▶ **DOCUMENT SECTION**:
# # # # # # #

The term of the ELOC Agreement began on the date of execution and ends on the earlier of (i) the first day of the month next following
the 36-month anniversary of the execution date, (ii) the date on which the Investor shall have purchased the maximum amount of ELOC Shares,
or (iii) the effective date of any written notice of termination delivered pursuant to the terms of the ELOC Agreement (the “Commitment
Period”).
During
the Commitment Period, the Company may direct Arena to purchase ELOC Shares by delivering a notice (an “Advance Notice”)
to Arena. The Company shall, in its sole discretion, select the amount of ELOC Shares requested by the Company in each Advance Notice.
However, such amount may not exceed the Maximum Advance Amount (as defined in the ELOC Agreement). The purchase price to be paid by Arena
for the ELOC Shares will be ninety-six percent (96%) of the VWAP (as defined in the ELOC Agreement) of the Company’s common stock
during the trading day commencing on the date of the Advance Notice, subject to adjustment pursuant to the terms of the ELOC Agreement.

# # # # # # #

[Records from a data source]

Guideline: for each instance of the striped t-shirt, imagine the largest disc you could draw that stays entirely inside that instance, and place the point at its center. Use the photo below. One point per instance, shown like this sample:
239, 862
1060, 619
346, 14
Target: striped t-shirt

# # # # # # #

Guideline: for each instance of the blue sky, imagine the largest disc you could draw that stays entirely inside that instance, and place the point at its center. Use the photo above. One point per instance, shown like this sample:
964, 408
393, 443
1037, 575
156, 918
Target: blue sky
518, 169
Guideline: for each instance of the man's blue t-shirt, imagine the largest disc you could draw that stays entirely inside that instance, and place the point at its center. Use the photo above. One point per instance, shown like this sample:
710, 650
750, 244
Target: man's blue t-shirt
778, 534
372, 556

# # # # # # #

▶ **WHAT THIS TASK INVOLVES**:
Render this sentence from the ELOC agreement text in Spanish: "The Company shall, in its sole discretion, select the amount of ELOC Shares requested by the Company in each Advance Notice."

▶ **RESPONSE FOR THIS EXERCISE**:
La Compañía, a su entera discreción, seleccionará la cantidad de Acciones ELOC solicitadas por la Compañía en cada Aviso de Anticipo.